### DOCUMENT
Posts filed under Politics (127)

October 7, 2014

Enumerating hard-to-reach populations

I’ve written before about how it’s hard to get accurate estimates of the size of small subpopulations, even with large, well-designed surveys.

Via the Herald

Mr Key said that was an emerging issue for New Zealand. “If I was to spell out to New Zealanders the exact number of people looking to leave and be foreign fighters, it would be larger, I think, than New Zealanders would expect that number to be.”

If the government really knows the ‘exact number’, there must have been a lot more domestic surveillance than we’ve been told about.

New Zealanders probably don’t have any very well formed expectations for that number, since we have basically no information to go on. My guess would be along the lines of “Not very many, but people are strange,  so probably some.” I’d be surprised if it were less than 10 or more than 1000.


October 6, 2014

NZ voting cartograms

One of the problems with electoral maps is the ‘one cow, one vote’ effect: rural electorates are physically bigger, and so take up more of the map. When you combine that with the winner-take-all impact of simple colour schemes, it can look as though National won basically everything instead of just missing out on a majority.

Using a design by Chris McDowall that I linked earlier this year, David Friggens has mapped out the party votes across the country with equal area given to each electorate.  These maps show where the votes for each major party came from



He also has maps for the minor parties, some of which have very localised support.

September 22, 2014

So, we had an election

Turnout of enrolled voters was up 3 percentage points over 2011, but enrollment was down, so as a fraction of the eligible population, turnout was only up half a percentage point.

From the Herald’s interactive, the remarkably boring trends through the count

There are a few electorates that are, arguably, still uncertain, but by 9pm the main real uncertainty at the nationwide level was whether Hone Harawira would win Te Tai Tokerau, and that wasn’t going to affect who was in government.  By 10pm it was pretty clear Harawira was out (though he hadn’t conceded) and that Internet Mana had been, in his opponent’s memorable phrase, “all steam and no hangi.”

### TO DO
1 - Answer these questions using the politics posts:
(a) Below what number and above what number of New Zealanders hoping to become foreign fighters would the writer be surprised?
(b) Who mapped the party votes with equal area given to each electorate?
(c) By how much did turnout rise as a fraction of the eligible population?
2 - Based on the politics posts, answer yes or no to each statement and quote the words that decide it:
(a) Enrollment went up compared with 2011.
(b) The equal-area maps used a design by Chris McDowall.
(c) By 9pm, the main nationwide uncertainty was whether Hone Harawira would win Te Tai Tokerau.

(Dataset excerpt)
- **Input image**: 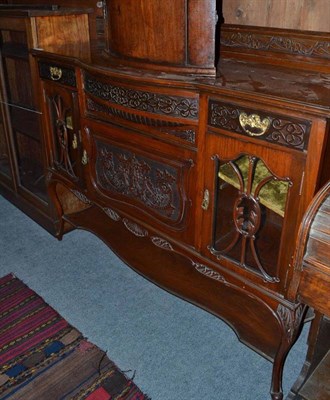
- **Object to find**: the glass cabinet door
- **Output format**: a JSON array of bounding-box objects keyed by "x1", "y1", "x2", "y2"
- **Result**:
[
  {"x1": 0, "y1": 23, "x2": 47, "y2": 202},
  {"x1": 204, "y1": 134, "x2": 304, "y2": 283},
  {"x1": 211, "y1": 155, "x2": 291, "y2": 282}
]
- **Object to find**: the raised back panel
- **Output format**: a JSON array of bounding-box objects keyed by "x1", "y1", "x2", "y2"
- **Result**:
[{"x1": 107, "y1": 0, "x2": 217, "y2": 75}]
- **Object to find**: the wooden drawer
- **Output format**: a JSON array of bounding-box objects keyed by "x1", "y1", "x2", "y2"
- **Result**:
[
  {"x1": 39, "y1": 61, "x2": 77, "y2": 87},
  {"x1": 84, "y1": 72, "x2": 199, "y2": 147},
  {"x1": 208, "y1": 99, "x2": 311, "y2": 151}
]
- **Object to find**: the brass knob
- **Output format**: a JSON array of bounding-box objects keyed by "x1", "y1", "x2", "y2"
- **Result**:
[
  {"x1": 202, "y1": 189, "x2": 210, "y2": 211},
  {"x1": 49, "y1": 67, "x2": 62, "y2": 81},
  {"x1": 239, "y1": 113, "x2": 271, "y2": 136}
]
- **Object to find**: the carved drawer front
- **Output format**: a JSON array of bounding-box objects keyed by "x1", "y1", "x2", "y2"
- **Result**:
[
  {"x1": 84, "y1": 72, "x2": 199, "y2": 146},
  {"x1": 39, "y1": 61, "x2": 77, "y2": 87},
  {"x1": 208, "y1": 99, "x2": 311, "y2": 151}
]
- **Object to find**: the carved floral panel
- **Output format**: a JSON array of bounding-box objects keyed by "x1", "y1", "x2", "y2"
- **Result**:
[{"x1": 96, "y1": 140, "x2": 183, "y2": 221}]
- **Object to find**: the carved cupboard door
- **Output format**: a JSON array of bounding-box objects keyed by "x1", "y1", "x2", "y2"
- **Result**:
[{"x1": 202, "y1": 95, "x2": 310, "y2": 291}]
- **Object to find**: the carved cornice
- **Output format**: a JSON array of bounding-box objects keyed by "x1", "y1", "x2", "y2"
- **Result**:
[
  {"x1": 221, "y1": 31, "x2": 330, "y2": 58},
  {"x1": 85, "y1": 73, "x2": 198, "y2": 120}
]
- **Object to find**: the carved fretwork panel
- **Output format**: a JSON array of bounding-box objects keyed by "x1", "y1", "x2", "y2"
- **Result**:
[
  {"x1": 44, "y1": 82, "x2": 82, "y2": 182},
  {"x1": 210, "y1": 155, "x2": 291, "y2": 282},
  {"x1": 85, "y1": 73, "x2": 198, "y2": 120},
  {"x1": 208, "y1": 100, "x2": 311, "y2": 150},
  {"x1": 86, "y1": 97, "x2": 197, "y2": 144},
  {"x1": 95, "y1": 139, "x2": 190, "y2": 224}
]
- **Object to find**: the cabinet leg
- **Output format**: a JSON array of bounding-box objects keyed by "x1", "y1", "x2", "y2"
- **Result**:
[{"x1": 270, "y1": 304, "x2": 307, "y2": 400}]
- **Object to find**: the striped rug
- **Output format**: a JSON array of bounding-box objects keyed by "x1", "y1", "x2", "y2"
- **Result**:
[{"x1": 0, "y1": 274, "x2": 148, "y2": 400}]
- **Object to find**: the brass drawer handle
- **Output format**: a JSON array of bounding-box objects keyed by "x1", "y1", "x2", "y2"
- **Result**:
[
  {"x1": 49, "y1": 67, "x2": 62, "y2": 81},
  {"x1": 81, "y1": 150, "x2": 88, "y2": 165},
  {"x1": 239, "y1": 113, "x2": 271, "y2": 136}
]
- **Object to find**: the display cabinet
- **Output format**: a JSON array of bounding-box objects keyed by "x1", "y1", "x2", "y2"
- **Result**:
[
  {"x1": 34, "y1": 19, "x2": 330, "y2": 400},
  {"x1": 0, "y1": 0, "x2": 330, "y2": 400}
]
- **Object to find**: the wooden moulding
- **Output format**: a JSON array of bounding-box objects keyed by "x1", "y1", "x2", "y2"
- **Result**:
[
  {"x1": 106, "y1": 0, "x2": 217, "y2": 75},
  {"x1": 220, "y1": 24, "x2": 330, "y2": 71}
]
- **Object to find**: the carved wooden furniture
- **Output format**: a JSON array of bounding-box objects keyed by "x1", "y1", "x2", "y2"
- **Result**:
[
  {"x1": 288, "y1": 181, "x2": 330, "y2": 400},
  {"x1": 0, "y1": 5, "x2": 89, "y2": 232},
  {"x1": 106, "y1": 0, "x2": 217, "y2": 75},
  {"x1": 1, "y1": 0, "x2": 330, "y2": 400}
]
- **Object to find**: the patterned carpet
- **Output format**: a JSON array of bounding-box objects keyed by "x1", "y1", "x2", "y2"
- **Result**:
[{"x1": 0, "y1": 274, "x2": 148, "y2": 400}]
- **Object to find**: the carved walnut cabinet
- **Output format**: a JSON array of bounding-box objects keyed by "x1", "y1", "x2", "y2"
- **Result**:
[{"x1": 1, "y1": 0, "x2": 330, "y2": 400}]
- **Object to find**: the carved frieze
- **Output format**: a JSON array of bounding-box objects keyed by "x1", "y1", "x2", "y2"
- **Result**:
[
  {"x1": 85, "y1": 73, "x2": 198, "y2": 120},
  {"x1": 71, "y1": 189, "x2": 92, "y2": 204},
  {"x1": 208, "y1": 100, "x2": 311, "y2": 150},
  {"x1": 221, "y1": 31, "x2": 330, "y2": 58},
  {"x1": 96, "y1": 141, "x2": 180, "y2": 221}
]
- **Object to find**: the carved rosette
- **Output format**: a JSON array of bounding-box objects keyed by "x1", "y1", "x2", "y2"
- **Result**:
[
  {"x1": 85, "y1": 73, "x2": 198, "y2": 120},
  {"x1": 151, "y1": 236, "x2": 174, "y2": 251},
  {"x1": 192, "y1": 261, "x2": 226, "y2": 283},
  {"x1": 277, "y1": 304, "x2": 306, "y2": 343},
  {"x1": 103, "y1": 207, "x2": 121, "y2": 222},
  {"x1": 123, "y1": 218, "x2": 148, "y2": 237},
  {"x1": 208, "y1": 100, "x2": 311, "y2": 151},
  {"x1": 71, "y1": 189, "x2": 92, "y2": 204},
  {"x1": 96, "y1": 141, "x2": 180, "y2": 221}
]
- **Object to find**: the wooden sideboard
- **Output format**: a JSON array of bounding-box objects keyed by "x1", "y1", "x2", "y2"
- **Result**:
[{"x1": 0, "y1": 0, "x2": 330, "y2": 400}]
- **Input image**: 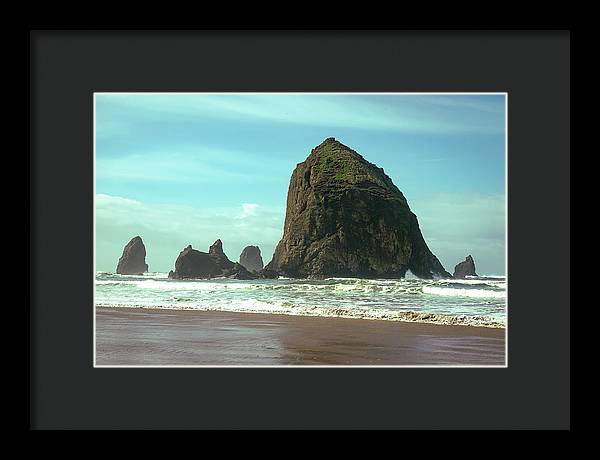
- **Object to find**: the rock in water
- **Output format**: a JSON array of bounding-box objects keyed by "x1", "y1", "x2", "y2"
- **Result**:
[
  {"x1": 169, "y1": 244, "x2": 222, "y2": 279},
  {"x1": 454, "y1": 254, "x2": 477, "y2": 278},
  {"x1": 117, "y1": 236, "x2": 148, "y2": 275},
  {"x1": 265, "y1": 138, "x2": 450, "y2": 278},
  {"x1": 240, "y1": 246, "x2": 264, "y2": 272},
  {"x1": 208, "y1": 240, "x2": 233, "y2": 270},
  {"x1": 169, "y1": 240, "x2": 258, "y2": 280}
]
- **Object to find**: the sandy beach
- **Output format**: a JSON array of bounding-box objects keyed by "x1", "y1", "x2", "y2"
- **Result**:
[{"x1": 96, "y1": 307, "x2": 505, "y2": 366}]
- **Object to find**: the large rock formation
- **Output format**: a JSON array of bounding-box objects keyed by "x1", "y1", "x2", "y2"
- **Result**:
[
  {"x1": 454, "y1": 254, "x2": 477, "y2": 278},
  {"x1": 265, "y1": 138, "x2": 450, "y2": 278},
  {"x1": 117, "y1": 236, "x2": 148, "y2": 275},
  {"x1": 169, "y1": 240, "x2": 257, "y2": 280},
  {"x1": 240, "y1": 246, "x2": 264, "y2": 272}
]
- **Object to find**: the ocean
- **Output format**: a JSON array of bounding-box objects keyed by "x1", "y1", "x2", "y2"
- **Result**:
[{"x1": 95, "y1": 272, "x2": 506, "y2": 328}]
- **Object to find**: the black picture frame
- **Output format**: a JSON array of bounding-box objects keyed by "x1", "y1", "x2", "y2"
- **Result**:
[{"x1": 29, "y1": 31, "x2": 571, "y2": 429}]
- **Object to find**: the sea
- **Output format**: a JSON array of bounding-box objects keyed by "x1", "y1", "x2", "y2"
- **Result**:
[{"x1": 95, "y1": 272, "x2": 507, "y2": 328}]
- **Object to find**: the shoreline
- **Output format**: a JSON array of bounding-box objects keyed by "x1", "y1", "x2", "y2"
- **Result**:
[
  {"x1": 95, "y1": 304, "x2": 506, "y2": 330},
  {"x1": 95, "y1": 306, "x2": 505, "y2": 367}
]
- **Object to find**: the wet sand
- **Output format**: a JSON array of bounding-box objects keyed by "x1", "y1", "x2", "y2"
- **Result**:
[{"x1": 96, "y1": 307, "x2": 505, "y2": 366}]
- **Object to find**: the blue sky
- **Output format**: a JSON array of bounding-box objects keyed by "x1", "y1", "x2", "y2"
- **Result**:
[{"x1": 96, "y1": 93, "x2": 505, "y2": 274}]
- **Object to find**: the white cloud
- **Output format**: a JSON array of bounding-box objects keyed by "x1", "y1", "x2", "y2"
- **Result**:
[
  {"x1": 407, "y1": 193, "x2": 506, "y2": 275},
  {"x1": 238, "y1": 203, "x2": 258, "y2": 219},
  {"x1": 98, "y1": 94, "x2": 504, "y2": 133}
]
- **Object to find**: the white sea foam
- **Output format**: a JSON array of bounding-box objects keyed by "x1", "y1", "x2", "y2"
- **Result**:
[
  {"x1": 95, "y1": 273, "x2": 506, "y2": 327},
  {"x1": 97, "y1": 300, "x2": 505, "y2": 328}
]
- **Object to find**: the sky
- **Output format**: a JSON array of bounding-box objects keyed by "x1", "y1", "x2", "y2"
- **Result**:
[{"x1": 95, "y1": 93, "x2": 506, "y2": 275}]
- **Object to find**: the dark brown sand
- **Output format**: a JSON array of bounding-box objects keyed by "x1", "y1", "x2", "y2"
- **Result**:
[{"x1": 96, "y1": 307, "x2": 505, "y2": 366}]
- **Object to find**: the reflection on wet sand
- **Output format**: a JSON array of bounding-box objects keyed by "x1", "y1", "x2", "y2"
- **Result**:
[{"x1": 96, "y1": 308, "x2": 504, "y2": 366}]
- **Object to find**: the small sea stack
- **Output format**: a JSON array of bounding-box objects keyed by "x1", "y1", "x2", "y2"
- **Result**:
[
  {"x1": 169, "y1": 244, "x2": 222, "y2": 279},
  {"x1": 240, "y1": 246, "x2": 264, "y2": 272},
  {"x1": 117, "y1": 236, "x2": 148, "y2": 275},
  {"x1": 454, "y1": 254, "x2": 477, "y2": 279},
  {"x1": 169, "y1": 239, "x2": 258, "y2": 280}
]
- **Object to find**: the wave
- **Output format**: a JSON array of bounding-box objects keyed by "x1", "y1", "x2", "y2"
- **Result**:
[
  {"x1": 423, "y1": 286, "x2": 506, "y2": 298},
  {"x1": 96, "y1": 300, "x2": 506, "y2": 329}
]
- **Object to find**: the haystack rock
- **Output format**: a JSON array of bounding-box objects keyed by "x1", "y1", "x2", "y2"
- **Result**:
[
  {"x1": 117, "y1": 236, "x2": 148, "y2": 275},
  {"x1": 265, "y1": 138, "x2": 450, "y2": 278},
  {"x1": 454, "y1": 255, "x2": 477, "y2": 278},
  {"x1": 240, "y1": 246, "x2": 264, "y2": 272}
]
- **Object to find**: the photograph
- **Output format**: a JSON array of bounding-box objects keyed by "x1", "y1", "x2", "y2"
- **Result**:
[{"x1": 94, "y1": 92, "x2": 510, "y2": 368}]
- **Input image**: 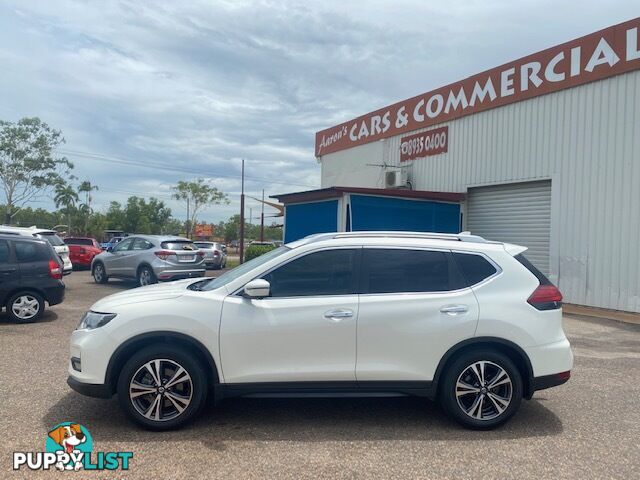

### THE SOLUTIONS
1 -
(a) Below 10 and above 1000.
(b) David Friggens.
(c) Half a percentage point.

2 -
(a) No: "but enrollment was down"
(b) Yes: "Using a design by Chris McDowall"
(c) Yes: "by 9pm the main real uncertainty at the nationwide level was whether Hone Harawira would win Te Tai Tokerau"